Il libro di Rut racconta la storia della famiglia di Elimelech che abita a Betlemme e, costretta dalla fame, lascia il proprio paese e va a cercare pane e futuro in terra straniera. In terra straniera riceve calorosa accoglienza.
Sembra che per questa famiglia si apra un futuro lusinghiero. I due figli – i cui nomi indicano il loro destino (Maclon, essere malato e Chilion, essere alla fine) – sposano due donne moabite, Rut (l’amica) e Orpa (colei che volge il dorso).
La terra straniera non concede quello che sembrava promettere: Elimelech (nome che significa “il mio Dio è re”) muore e dopo di lui i due figli senza lasciare discendenza. Rimangono le tre donne vedove: la suocera Noemi (dolcezza) e le due nuore.
Sorge la domanda: dov’è Dio in questa storia? Dio sembra essere assente, invece è molto presente.
Il suo nome è all’inizio (1,6) e alla fine del libro (4,13) segno che la storia di si svolge nella protezione di Dio. Noemi venuta a sapere che «il Signore aveva visitato il popolo dandogli pane» (Rut 1,6) decide di tornare a Betlemme (casa del pane). Alla fine della storia, Rut concepisce il figlio e le amiche esclamano: «Benedetto il Signore, il quale oggi non ti ha fatto mancare uno che esercitasse il diritto di riscatto» (Rut 4,13-14). Si realizzano le due attese che caratterizzano i desideri di queste persone: pane e figli.

La storia è un capolavoro di narrativa biblica, che incarna i grandi temi biblici quali il pellegrinaggio, l’esodo, l’alleanza, la solidarietà nella quotidianità.

Data di composizione e autore

Il canone cristiano pone il libro di Rut tra quello dei Giudici e il primo libro di Samuele. Si evince dall’inizio del libro: «Al tempo dei giudici, ci fu nel paese una carestia» (Rut 1,1) e dalla fine: «Obed generò Iesse e Iesse generò Davide» (4,22). Il libro di Rut preparerebbe i libri dei Re e la monarchia. In tal modo, Rut a Davide, il re voluto da Dio, offre una linea genealogica.

# [Compito assegnato 1]
Nel brano sul libro di Rut, dove colloca il libro il canone cristiano?
# [Compito assegnato 2]
Ricopia dal brano sul libro di Rut tutto ciò che va da "Sembra che per" fino a "volge il dorso).".
# [Compito assegnato 3]
Prosegui il brano sul libro di Rut, scrivendo ciò che segue la sua ultima frase.

# [Elenco]
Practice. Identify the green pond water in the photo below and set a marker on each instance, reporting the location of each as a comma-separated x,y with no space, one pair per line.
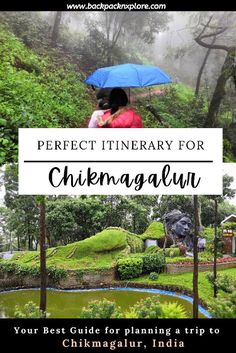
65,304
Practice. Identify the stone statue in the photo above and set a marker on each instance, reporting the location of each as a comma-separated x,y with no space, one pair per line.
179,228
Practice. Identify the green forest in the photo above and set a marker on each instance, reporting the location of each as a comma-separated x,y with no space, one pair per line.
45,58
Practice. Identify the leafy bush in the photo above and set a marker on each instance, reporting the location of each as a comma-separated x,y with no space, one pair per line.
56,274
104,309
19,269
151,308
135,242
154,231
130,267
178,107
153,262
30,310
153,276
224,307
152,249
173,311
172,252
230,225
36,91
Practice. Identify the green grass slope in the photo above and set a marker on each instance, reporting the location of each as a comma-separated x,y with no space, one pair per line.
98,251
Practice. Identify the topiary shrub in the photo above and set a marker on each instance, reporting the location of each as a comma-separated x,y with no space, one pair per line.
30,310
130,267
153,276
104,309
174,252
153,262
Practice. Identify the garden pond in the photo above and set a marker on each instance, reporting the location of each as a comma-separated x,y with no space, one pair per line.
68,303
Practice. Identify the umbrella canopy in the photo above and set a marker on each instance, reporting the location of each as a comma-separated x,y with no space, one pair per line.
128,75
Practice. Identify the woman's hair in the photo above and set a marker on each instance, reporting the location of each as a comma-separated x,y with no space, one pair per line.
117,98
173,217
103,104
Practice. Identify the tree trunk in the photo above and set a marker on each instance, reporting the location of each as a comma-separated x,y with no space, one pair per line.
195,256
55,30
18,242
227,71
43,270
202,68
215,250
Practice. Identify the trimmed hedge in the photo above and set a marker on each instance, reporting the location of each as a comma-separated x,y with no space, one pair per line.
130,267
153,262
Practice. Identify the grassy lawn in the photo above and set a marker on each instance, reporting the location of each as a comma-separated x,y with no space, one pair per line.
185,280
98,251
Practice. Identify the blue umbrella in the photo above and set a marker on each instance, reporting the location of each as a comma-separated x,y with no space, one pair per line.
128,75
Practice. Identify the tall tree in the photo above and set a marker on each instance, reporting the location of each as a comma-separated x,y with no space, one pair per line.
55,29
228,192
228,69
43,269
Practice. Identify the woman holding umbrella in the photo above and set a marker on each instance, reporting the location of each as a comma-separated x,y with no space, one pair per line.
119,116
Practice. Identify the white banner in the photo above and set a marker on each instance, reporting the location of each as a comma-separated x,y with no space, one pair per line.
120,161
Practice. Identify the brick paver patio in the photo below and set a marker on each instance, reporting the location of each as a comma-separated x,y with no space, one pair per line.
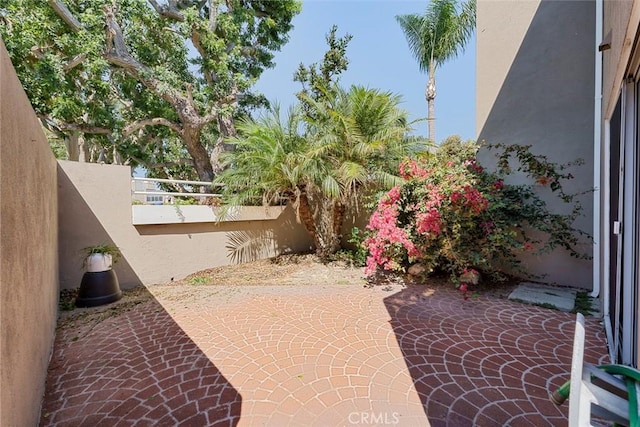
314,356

==

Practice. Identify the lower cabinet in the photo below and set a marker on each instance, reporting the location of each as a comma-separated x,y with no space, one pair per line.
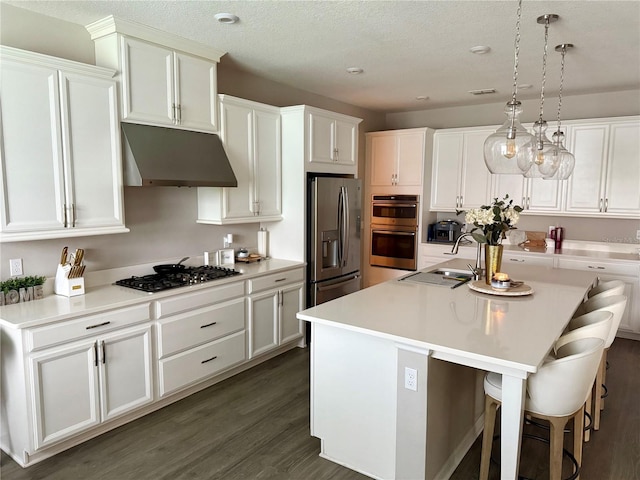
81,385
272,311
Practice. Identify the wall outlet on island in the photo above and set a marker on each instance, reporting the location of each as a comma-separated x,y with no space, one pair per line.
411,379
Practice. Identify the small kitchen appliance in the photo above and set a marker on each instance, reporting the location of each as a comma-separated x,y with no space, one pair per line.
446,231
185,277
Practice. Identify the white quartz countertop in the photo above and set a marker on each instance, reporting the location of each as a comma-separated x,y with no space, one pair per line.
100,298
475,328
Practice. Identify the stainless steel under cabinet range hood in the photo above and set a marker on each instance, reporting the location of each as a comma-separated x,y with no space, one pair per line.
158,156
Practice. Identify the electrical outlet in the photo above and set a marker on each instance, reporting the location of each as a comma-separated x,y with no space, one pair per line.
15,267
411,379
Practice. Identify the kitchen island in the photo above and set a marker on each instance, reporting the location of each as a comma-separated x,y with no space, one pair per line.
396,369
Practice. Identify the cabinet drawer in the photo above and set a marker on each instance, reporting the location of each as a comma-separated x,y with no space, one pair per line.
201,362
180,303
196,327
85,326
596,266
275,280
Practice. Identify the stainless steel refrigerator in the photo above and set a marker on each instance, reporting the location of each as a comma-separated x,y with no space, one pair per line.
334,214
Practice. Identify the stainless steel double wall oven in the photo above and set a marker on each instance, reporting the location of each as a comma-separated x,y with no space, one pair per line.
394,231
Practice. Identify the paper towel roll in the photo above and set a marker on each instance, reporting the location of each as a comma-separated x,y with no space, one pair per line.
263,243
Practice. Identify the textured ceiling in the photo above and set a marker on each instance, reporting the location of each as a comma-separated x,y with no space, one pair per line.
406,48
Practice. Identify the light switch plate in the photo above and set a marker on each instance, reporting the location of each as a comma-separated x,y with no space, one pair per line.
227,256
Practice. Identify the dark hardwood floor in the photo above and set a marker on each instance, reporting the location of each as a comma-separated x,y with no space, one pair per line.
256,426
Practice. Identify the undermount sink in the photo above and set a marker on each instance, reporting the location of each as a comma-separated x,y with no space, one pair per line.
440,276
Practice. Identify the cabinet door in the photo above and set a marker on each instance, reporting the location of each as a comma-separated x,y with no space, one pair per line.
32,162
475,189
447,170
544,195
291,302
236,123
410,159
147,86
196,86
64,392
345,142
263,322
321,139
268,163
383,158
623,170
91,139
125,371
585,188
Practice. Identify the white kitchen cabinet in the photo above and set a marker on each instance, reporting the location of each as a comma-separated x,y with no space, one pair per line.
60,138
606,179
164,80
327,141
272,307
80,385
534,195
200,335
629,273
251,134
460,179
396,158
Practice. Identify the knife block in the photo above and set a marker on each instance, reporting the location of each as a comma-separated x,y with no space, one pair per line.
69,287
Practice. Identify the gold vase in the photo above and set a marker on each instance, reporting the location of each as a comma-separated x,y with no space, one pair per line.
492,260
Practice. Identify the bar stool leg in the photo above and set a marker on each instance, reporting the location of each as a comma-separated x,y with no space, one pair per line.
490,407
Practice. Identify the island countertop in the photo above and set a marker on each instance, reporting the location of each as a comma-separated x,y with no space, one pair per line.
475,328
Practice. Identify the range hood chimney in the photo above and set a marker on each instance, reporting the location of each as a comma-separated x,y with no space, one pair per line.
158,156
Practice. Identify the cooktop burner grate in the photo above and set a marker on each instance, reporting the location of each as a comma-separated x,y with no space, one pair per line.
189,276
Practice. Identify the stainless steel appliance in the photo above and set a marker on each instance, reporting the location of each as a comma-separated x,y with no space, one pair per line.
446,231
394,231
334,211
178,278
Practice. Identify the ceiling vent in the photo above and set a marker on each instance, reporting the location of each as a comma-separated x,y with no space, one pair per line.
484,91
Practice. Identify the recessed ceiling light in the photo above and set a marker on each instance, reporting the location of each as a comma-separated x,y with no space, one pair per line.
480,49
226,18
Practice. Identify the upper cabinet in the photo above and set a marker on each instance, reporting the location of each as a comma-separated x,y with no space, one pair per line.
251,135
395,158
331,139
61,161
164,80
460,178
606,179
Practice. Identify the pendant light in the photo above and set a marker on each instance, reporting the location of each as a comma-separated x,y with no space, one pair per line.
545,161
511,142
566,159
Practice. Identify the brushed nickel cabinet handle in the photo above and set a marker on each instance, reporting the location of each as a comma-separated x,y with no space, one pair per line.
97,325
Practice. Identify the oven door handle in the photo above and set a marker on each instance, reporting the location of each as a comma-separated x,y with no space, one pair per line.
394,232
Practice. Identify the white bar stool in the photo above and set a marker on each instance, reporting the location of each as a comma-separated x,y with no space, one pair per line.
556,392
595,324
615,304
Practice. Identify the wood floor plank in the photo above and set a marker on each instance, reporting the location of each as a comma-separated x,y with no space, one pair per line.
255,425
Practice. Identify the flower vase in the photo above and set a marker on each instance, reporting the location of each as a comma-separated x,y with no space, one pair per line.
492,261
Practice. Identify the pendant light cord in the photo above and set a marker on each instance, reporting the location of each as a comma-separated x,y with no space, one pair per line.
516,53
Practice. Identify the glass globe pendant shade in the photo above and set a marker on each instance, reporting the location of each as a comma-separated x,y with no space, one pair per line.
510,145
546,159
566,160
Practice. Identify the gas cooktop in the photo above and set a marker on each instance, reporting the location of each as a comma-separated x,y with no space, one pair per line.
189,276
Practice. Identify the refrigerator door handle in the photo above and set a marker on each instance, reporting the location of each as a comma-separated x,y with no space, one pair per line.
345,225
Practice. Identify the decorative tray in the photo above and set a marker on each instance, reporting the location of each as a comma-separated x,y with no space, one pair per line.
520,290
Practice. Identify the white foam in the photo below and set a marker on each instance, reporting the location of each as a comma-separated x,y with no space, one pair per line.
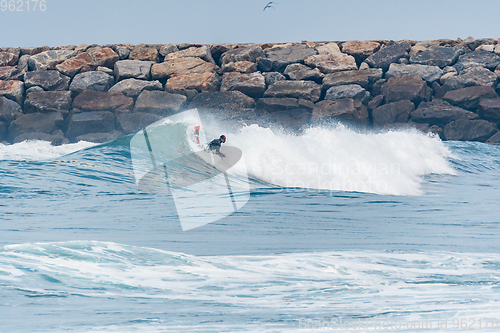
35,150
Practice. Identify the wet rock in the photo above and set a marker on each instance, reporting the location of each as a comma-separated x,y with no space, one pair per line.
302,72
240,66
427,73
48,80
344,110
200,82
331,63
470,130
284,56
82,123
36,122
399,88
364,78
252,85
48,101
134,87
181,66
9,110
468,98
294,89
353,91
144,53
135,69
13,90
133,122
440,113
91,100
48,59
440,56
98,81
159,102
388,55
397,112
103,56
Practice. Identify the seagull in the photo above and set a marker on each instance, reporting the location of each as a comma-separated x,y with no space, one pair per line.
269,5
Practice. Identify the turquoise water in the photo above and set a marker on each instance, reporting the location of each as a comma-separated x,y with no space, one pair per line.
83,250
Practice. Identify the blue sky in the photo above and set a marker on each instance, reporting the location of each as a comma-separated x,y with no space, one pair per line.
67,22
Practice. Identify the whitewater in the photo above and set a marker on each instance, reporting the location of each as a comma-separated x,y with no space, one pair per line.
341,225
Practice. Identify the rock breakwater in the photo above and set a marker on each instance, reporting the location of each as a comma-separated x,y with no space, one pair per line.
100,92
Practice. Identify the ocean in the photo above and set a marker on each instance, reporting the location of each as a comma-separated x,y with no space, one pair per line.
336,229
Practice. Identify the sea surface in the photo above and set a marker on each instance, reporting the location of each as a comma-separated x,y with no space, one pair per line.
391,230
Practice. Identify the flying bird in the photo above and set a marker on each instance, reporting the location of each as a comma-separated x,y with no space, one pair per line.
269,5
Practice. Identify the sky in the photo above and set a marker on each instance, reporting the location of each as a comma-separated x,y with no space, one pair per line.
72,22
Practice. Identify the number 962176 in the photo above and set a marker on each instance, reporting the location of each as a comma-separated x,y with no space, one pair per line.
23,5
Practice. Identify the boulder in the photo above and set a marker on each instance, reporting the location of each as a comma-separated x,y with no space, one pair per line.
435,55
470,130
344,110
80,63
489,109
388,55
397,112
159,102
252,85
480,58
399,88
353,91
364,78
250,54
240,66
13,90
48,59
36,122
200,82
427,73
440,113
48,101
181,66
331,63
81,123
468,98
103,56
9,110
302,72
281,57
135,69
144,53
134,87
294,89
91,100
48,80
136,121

...

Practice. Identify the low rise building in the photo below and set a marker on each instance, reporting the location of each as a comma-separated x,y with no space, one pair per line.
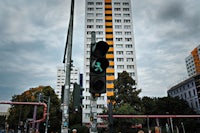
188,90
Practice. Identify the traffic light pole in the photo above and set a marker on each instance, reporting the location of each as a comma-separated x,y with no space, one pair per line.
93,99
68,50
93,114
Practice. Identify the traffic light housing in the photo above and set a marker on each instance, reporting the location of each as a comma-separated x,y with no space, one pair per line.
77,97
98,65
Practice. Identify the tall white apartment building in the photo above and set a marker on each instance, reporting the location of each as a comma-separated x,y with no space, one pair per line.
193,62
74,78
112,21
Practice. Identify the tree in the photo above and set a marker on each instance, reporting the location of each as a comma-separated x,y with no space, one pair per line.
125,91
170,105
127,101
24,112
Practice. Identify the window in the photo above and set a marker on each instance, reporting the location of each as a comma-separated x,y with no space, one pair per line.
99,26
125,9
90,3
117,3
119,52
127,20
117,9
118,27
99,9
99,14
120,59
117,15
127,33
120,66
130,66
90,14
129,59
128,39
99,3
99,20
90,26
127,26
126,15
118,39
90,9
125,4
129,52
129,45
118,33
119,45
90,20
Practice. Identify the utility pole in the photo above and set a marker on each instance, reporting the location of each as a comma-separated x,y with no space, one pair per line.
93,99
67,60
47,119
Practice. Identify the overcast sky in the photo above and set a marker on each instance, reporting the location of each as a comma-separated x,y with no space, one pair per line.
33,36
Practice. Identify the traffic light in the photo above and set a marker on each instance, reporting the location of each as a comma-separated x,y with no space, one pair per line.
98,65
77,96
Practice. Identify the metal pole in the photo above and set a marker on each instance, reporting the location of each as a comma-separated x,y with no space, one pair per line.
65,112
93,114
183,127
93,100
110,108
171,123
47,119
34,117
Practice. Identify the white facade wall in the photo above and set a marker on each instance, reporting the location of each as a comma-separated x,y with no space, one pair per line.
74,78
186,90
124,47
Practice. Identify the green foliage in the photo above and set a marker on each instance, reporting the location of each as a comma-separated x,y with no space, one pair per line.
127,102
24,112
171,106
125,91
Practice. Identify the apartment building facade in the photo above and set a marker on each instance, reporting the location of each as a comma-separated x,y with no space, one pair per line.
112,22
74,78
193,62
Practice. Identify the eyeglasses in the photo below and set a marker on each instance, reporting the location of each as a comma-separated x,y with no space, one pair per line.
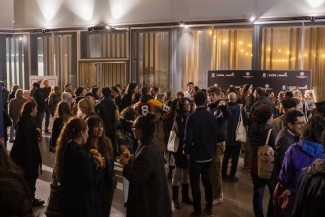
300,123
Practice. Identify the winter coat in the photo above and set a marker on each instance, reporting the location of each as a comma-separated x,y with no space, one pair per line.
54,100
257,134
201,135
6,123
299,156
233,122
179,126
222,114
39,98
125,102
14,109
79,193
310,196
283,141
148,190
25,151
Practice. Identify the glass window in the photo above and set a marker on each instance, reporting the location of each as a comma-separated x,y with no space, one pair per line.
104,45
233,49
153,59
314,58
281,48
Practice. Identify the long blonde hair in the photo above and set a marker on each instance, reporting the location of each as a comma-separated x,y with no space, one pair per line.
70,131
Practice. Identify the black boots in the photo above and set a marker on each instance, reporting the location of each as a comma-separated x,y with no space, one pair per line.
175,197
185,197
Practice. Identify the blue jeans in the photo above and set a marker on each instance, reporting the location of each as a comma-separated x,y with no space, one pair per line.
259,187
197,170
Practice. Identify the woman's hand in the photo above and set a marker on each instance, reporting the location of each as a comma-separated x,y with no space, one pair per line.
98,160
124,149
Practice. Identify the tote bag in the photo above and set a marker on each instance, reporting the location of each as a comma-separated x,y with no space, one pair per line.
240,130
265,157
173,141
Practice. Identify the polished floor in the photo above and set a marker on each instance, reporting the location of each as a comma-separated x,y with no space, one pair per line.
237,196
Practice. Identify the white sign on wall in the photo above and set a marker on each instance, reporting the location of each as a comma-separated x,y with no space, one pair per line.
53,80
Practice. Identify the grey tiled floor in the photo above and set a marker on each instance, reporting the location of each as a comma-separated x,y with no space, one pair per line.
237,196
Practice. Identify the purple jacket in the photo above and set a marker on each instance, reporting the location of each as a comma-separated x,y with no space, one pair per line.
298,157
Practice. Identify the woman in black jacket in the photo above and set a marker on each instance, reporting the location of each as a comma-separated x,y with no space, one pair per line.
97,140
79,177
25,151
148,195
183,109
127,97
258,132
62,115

# [Risultato 1]
Tra il libro dei Giudici e il primo libro di Samuele.

# [Risultato 2]
Sembra che per questa famiglia si apra un futuro lusinghiero. I due figli – i cui nomi indicano il loro destino (Maclon, essere malato e Chilion, essere alla fine) – sposano due donne moabite, Rut (l’amica) e Orpa (colei che volge il dorso).

# [Risultato 3]
Nel canone ebraico, il libro di Rut fa parte, come quello di Ester, dei cinque rotoli (meghillot) che si leggono in Sinagoga per la festa delle settimane, o “Shauvot”, che coincide con la mietitura dell’orzo e del grano. Durante questa festa si celebra l’alleanza sinaitica.
Non è facile identificare l’autore del libro, ma vi sono sufficienti indizi per datarlo. La datazione al tempo dei Re giustifica le simpatie di Davide per i moabiti presso i quali trova rifugio o addirittura di essere loro discendente (1Sam 22,3-4). Il messaggio è chiaro: Rut, antenata di Davide, mostra che non tutti i moabiti sono cattivi e da temere e non tutte le donne moabite trascinano gli uomini nelle pratiche idolatriche, come diversi testi biblici asseriscono (Gen 19,30-38; Num 25,1-2; Dt 23,4). Ecco un esempio di come la Bibbia interpreta se stessa!
L’opinione più accreditata è il post-esilio. Il popolo ritornato in patria da Babilonia, interpreta alcuni passi della Bibbia in modo discriminante tanto da proibire i matrimoni misti e rimandare a casa le mogli ritenute “illegittime” perché straniere! (cfr. Ne 13,1-3; cfr. Esd 9,10; Ne 13, 20-30). Il libro di Rut con la sua trama “idilliaca” sovverte questa visione. Andando controcorrente legittima l’inclusione dello straniero e apre all’universalità. Il vangelo di Matteo tra le donne straniere presenti nella genealogia di Gesù pone appunto Rut, illustre antenata di Davide e di Gesù che dalla sua stirpe discende.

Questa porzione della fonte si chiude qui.